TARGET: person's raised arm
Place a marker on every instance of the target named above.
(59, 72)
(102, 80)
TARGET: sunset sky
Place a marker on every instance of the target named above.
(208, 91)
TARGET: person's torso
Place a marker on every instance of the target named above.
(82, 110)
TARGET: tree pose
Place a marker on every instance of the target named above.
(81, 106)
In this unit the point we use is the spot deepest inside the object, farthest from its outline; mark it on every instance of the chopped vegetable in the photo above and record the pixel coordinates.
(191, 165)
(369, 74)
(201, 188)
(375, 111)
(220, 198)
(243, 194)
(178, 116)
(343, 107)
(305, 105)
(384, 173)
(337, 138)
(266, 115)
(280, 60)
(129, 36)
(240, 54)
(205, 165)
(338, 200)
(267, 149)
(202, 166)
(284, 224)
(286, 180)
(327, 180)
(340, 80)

....

> **Action item**
Using the string "person" as the search term, count the lines of the data above that hold it and report that number alone.

> **Finished task**
2